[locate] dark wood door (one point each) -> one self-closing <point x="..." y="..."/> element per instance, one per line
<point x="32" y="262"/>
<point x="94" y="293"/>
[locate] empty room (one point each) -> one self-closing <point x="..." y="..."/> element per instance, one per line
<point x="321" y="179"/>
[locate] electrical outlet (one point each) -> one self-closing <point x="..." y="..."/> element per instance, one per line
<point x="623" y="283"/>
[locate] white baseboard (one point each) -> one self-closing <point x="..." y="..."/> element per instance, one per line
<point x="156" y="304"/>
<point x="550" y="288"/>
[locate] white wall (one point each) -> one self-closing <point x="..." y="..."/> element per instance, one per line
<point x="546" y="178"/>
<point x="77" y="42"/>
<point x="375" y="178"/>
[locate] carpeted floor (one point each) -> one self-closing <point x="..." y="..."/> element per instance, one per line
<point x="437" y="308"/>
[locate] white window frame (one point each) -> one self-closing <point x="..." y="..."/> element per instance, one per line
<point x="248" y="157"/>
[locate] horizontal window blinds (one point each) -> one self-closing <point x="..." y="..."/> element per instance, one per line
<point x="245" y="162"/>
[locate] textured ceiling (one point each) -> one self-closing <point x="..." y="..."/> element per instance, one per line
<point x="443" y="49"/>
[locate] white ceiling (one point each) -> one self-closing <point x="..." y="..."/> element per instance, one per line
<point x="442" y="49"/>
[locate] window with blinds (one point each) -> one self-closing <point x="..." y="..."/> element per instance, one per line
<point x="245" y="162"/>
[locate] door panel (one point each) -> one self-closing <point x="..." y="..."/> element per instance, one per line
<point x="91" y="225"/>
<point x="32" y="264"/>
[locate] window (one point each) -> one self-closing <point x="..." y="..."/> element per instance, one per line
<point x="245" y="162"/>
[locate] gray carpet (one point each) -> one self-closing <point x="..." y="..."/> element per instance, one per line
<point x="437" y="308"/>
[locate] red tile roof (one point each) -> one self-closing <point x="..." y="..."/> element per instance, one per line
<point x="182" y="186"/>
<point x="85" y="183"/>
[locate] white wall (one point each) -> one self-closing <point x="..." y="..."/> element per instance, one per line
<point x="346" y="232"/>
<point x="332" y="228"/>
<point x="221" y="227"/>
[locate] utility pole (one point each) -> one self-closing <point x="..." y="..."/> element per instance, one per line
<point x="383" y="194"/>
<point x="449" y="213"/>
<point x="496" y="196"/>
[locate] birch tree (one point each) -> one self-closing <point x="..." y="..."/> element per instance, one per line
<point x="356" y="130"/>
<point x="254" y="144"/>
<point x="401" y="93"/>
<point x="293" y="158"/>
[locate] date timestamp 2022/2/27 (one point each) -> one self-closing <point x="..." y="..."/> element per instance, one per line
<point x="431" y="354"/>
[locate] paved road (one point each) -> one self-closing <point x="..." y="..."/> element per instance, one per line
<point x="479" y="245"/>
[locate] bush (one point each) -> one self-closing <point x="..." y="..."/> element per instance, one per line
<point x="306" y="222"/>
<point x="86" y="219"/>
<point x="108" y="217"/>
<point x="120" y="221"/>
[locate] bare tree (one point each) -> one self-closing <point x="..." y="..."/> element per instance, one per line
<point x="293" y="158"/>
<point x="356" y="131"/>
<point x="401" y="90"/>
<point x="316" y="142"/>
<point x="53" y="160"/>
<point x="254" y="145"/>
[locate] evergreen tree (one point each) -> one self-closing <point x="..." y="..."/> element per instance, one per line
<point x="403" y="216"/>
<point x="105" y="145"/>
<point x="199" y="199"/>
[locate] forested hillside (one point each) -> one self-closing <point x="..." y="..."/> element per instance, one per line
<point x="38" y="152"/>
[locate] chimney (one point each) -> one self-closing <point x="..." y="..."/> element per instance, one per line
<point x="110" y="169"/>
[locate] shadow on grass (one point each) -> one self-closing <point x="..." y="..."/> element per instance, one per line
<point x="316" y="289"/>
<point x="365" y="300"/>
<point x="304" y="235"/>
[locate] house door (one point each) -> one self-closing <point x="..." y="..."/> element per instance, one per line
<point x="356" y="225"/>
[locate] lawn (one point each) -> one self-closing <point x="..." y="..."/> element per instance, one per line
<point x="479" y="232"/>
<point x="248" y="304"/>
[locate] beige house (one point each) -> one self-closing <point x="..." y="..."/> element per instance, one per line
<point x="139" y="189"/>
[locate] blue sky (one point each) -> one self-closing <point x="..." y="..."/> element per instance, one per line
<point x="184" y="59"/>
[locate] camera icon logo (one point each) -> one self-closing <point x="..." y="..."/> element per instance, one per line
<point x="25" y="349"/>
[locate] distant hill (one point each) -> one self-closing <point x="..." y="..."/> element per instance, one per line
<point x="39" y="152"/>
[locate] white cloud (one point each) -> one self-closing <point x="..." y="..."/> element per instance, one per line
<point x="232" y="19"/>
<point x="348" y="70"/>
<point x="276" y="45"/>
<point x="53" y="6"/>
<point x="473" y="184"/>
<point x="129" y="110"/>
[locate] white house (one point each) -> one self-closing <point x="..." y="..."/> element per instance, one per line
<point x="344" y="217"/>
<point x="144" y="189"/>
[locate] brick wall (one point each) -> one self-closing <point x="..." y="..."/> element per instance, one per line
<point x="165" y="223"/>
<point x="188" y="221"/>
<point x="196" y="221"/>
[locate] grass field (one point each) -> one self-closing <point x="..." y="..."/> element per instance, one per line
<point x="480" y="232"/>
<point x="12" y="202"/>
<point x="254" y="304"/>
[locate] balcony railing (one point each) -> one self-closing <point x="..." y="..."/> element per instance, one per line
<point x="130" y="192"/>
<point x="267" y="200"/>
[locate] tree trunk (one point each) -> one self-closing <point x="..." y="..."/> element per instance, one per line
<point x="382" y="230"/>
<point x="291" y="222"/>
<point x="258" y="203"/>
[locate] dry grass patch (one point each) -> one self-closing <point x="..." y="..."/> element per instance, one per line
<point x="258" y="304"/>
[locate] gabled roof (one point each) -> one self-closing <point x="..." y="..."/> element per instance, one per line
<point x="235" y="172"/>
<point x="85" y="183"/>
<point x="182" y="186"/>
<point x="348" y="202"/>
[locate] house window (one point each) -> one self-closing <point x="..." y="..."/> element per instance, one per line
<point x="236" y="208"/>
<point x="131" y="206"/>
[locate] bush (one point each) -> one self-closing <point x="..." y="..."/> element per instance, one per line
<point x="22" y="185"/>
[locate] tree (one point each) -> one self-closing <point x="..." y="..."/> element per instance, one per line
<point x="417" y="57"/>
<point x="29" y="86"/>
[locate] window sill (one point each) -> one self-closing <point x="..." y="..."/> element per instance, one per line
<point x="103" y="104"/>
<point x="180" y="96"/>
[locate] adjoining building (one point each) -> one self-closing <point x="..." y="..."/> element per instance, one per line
_ _ _
Problem to solve ::
Your task is to reproduce the whole listing exactly.

Correct result ::
[locate] dark wood door (one point each) -> one self-closing <point x="..." y="..."/> element per instance, one per line
<point x="32" y="262"/>
<point x="94" y="293"/>
[locate] empty room (one point each) -> one self-closing <point x="..." y="..."/> element per instance, one per line
<point x="321" y="179"/>
[locate] electrical outlet (one point each) -> one self-closing <point x="..." y="..."/> element per instance, one per line
<point x="623" y="283"/>
[locate] white baseboard (one point each) -> one self-closing <point x="..." y="..."/> element per instance, one per line
<point x="156" y="304"/>
<point x="550" y="288"/>
[locate] white wall (one point each) -> one self-closing <point x="..." y="..."/> element per instance, one per line
<point x="546" y="178"/>
<point x="77" y="42"/>
<point x="375" y="178"/>
[locate] carpeted floor (one point each) -> one self-closing <point x="..." y="..."/> element per instance, one per line
<point x="437" y="308"/>
[locate] white window frame (one point each) -> one self-closing <point x="..." y="..."/> element per instance, one per line
<point x="248" y="157"/>
[locate] horizontal window blinds (one point each) -> one self-closing <point x="..." y="..."/> element per instance, one per line
<point x="245" y="162"/>
[locate] textured ceiling (one point each) -> one self-closing <point x="..." y="..."/> element per instance, one per line
<point x="443" y="49"/>
[locate] white ceiling (one point each) -> one self-closing <point x="..." y="..."/> element per instance, one per line
<point x="442" y="49"/>
[locate] window with blinds (one point each) -> one self-closing <point x="..." y="..."/> element per instance, one per line
<point x="245" y="162"/>
[locate] door panel (one point each) -> one self-closing <point x="..." y="..."/> element per instance, one per line
<point x="91" y="225"/>
<point x="32" y="264"/>
[locate] window (one point each) -> one self-closing <point x="..." y="..."/> element per instance, one per line
<point x="245" y="162"/>
[locate] gray carpet (one point each) -> one self-closing <point x="..." y="..."/> element per instance, one per line
<point x="437" y="308"/>
[locate] red tile roof (one point each) -> one self-closing <point x="..." y="..."/> element per instance, one per line
<point x="182" y="186"/>
<point x="85" y="183"/>
[locate] white wall (one point each) -> one self-closing <point x="..." y="..."/> element per instance, one per line
<point x="346" y="232"/>
<point x="332" y="228"/>
<point x="221" y="227"/>
[locate] utility pole (one point each) -> one self-closing <point x="..." y="..."/> element per instance, one per line
<point x="383" y="194"/>
<point x="449" y="213"/>
<point x="496" y="196"/>
[locate] birch tree (one point each) -> one self-closing <point x="..." y="..."/> element per instance, one per line
<point x="356" y="130"/>
<point x="254" y="144"/>
<point x="401" y="93"/>
<point x="293" y="158"/>
[locate] date timestamp 2022/2/27 (one point each) -> one self-closing <point x="..." y="..."/> element per instance, one per line
<point x="431" y="354"/>
[locate] paved road (one point each) -> one self-closing <point x="..." y="..."/> element per instance, one per line
<point x="479" y="245"/>
[locate] bush (one point each) -> one self-closing <point x="..." y="..."/> element per instance, one per line
<point x="306" y="222"/>
<point x="86" y="219"/>
<point x="108" y="217"/>
<point x="120" y="221"/>
[locate] bare tree (one point each) -> one self-closing <point x="..." y="..."/> element per instance, one per line
<point x="293" y="158"/>
<point x="356" y="131"/>
<point x="401" y="90"/>
<point x="316" y="142"/>
<point x="53" y="160"/>
<point x="254" y="145"/>
[locate] evergreen tree (one point each) -> one self-closing <point x="..." y="..."/> element per instance, one per line
<point x="403" y="216"/>
<point x="105" y="145"/>
<point x="199" y="199"/>
[locate] forested hillside (one point each) -> one self-closing <point x="..." y="..."/> element per instance, one per line
<point x="38" y="152"/>
[locate] chimney (one point each) -> one self-closing <point x="..." y="..."/> element per instance, one per line
<point x="110" y="169"/>
[locate] shadow on grass (one point each) -> one self-closing <point x="..." y="..."/> element per instance, one per line
<point x="316" y="289"/>
<point x="365" y="300"/>
<point x="304" y="235"/>
[locate] house door (one point each) -> one self-closing <point x="..." y="..."/> element per instance, one per line
<point x="356" y="225"/>
[locate] lawn (one point each) -> one self-closing <point x="..." y="..."/> element per instance, one per line
<point x="479" y="232"/>
<point x="248" y="304"/>
[locate] beige house (one point each) -> one self-closing <point x="..." y="..."/> element per instance, one per line
<point x="139" y="189"/>
[locate] blue sky (one point each) -> one self-closing <point x="..." y="..."/> element per instance, one per line
<point x="184" y="59"/>
[locate] camera icon logo (one point each) -> one self-closing <point x="..." y="..."/> element per instance, one per line
<point x="25" y="349"/>
[locate] distant hill (one point each) -> one self-closing <point x="..." y="..."/> element per instance, one per line
<point x="39" y="152"/>
[locate] white cloud (one point each) -> one self-closing <point x="..." y="..."/> element per instance, one per line
<point x="232" y="19"/>
<point x="348" y="70"/>
<point x="276" y="45"/>
<point x="53" y="6"/>
<point x="473" y="184"/>
<point x="129" y="110"/>
[locate] white house (one point each) -> one self-closing <point x="..." y="..."/> element per instance, one per line
<point x="344" y="217"/>
<point x="144" y="189"/>
[locate] brick wall (one point each) -> one self-closing <point x="..." y="..."/> element per instance, one per line
<point x="165" y="223"/>
<point x="188" y="221"/>
<point x="196" y="221"/>
[locate] grass field (one point each) -> one self-closing <point x="..." y="..."/> element per instance, one per line
<point x="480" y="232"/>
<point x="12" y="202"/>
<point x="254" y="304"/>
[locate] balcony railing (one point each) -> one self-closing <point x="..." y="..."/> element per instance, one per line
<point x="130" y="192"/>
<point x="267" y="200"/>
[locate] tree trunk (one point each) -> one self-closing <point x="..." y="..."/> element per instance, one per line
<point x="382" y="230"/>
<point x="291" y="222"/>
<point x="258" y="203"/>
[locate] dry grass patch (one point each) -> one self-closing <point x="..." y="..."/> element per instance, one per line
<point x="258" y="304"/>
[locate] gabled roof (one point each) -> one self-closing <point x="..." y="..."/> element per instance, one per line
<point x="235" y="172"/>
<point x="85" y="183"/>
<point x="182" y="186"/>
<point x="348" y="202"/>
[locate] house window (one point each) -> one self-closing <point x="..." y="..."/> element per instance, one per line
<point x="236" y="208"/>
<point x="131" y="206"/>
[locate] bush (one point each) -> one self-closing <point x="..." y="..."/> element per instance, one per line
<point x="22" y="185"/>
[locate] tree (one point each) -> one self-closing <point x="..." y="..."/> element per instance, one per line
<point x="417" y="57"/>
<point x="29" y="86"/>
[locate] window sill (one point each) -> one self-closing <point x="..." y="..."/> element per instance, one per line
<point x="103" y="104"/>
<point x="180" y="96"/>
[locate] adjoining building (one point each) -> one self-closing <point x="..." y="..."/> element per instance, one per line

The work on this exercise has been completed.